Only one stretch of the data below is needed. Output the lines from the one with "Can you find the chrome" up to and including the one with "Can you find the overcast", exactly as they stand.

## Data shown

<<<<

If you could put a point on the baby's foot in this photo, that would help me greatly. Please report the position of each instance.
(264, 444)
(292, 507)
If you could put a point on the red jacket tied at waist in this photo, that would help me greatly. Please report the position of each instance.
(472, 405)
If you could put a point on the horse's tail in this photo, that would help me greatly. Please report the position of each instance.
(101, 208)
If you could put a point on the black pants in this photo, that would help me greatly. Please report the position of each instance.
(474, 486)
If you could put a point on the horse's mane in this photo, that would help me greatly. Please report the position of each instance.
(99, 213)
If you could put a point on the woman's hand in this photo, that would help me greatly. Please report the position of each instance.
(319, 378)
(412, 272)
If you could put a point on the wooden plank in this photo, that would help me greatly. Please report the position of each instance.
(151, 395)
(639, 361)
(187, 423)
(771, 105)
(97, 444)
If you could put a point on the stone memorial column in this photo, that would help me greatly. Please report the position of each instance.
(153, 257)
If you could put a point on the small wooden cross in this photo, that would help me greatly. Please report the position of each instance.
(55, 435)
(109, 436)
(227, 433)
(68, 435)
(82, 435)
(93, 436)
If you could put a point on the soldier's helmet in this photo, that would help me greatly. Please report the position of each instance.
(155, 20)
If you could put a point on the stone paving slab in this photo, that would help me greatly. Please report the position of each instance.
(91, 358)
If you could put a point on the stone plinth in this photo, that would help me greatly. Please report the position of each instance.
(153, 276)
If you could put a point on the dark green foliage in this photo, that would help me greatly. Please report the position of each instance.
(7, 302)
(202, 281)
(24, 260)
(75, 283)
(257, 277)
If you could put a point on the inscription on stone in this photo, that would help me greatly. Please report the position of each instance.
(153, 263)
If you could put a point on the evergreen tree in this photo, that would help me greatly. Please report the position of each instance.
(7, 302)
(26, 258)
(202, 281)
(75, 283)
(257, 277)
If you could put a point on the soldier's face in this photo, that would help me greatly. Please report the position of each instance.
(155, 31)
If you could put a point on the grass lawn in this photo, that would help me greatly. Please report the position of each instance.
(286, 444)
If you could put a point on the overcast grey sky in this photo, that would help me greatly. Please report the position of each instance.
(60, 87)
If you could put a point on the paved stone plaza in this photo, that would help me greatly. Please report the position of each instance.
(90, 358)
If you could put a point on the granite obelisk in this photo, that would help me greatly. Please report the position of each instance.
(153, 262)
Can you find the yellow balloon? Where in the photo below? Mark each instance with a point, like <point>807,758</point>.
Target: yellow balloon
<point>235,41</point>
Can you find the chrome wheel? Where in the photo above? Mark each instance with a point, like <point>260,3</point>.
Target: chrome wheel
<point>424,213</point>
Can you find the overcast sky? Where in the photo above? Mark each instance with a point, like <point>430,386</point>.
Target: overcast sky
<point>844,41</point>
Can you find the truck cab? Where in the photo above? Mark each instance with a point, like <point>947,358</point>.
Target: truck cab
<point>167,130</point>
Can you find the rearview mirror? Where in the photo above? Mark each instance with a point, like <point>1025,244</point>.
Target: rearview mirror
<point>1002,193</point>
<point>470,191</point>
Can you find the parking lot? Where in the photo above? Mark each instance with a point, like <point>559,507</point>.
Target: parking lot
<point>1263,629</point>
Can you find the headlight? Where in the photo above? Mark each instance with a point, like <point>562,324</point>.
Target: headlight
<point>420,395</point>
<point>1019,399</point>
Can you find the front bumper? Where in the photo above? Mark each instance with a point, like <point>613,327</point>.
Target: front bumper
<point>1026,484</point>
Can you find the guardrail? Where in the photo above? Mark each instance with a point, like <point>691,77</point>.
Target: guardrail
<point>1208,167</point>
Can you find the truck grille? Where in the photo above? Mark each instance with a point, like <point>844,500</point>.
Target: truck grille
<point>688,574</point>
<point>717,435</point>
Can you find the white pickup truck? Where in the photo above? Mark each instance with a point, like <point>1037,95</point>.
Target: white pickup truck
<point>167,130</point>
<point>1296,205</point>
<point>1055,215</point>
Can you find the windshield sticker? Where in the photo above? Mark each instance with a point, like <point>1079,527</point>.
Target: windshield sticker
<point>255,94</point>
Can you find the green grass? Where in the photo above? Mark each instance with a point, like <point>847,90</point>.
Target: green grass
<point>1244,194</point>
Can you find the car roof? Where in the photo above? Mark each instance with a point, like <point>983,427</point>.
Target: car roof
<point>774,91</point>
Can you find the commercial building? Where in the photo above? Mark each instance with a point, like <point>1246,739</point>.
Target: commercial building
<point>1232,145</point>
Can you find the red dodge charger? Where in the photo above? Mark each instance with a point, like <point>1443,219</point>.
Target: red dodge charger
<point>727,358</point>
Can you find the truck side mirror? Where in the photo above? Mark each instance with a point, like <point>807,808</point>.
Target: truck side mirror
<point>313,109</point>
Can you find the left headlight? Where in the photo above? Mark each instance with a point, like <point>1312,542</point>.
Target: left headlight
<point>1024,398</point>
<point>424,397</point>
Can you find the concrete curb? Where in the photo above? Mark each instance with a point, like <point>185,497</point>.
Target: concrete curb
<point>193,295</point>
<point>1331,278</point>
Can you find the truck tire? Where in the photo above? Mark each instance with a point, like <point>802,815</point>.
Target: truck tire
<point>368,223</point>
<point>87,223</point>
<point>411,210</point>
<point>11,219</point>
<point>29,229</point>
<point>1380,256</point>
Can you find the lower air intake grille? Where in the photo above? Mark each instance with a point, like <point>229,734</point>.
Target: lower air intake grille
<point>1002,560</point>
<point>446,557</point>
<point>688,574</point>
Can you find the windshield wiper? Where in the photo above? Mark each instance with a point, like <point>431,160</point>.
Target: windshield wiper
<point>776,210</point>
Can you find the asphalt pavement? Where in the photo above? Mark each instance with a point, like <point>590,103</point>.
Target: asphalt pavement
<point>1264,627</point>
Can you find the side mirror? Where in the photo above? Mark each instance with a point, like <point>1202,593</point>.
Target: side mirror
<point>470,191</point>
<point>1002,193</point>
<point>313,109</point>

>>>>

## Output of the task
Can you find the chrome wheel? Where in the photo above? Mark each instance with a point, like <point>260,3</point>.
Target: chrome wheel
<point>424,213</point>
Can you find the overcast sky? Where in the photo above? Mark each instance with a point, like <point>430,386</point>.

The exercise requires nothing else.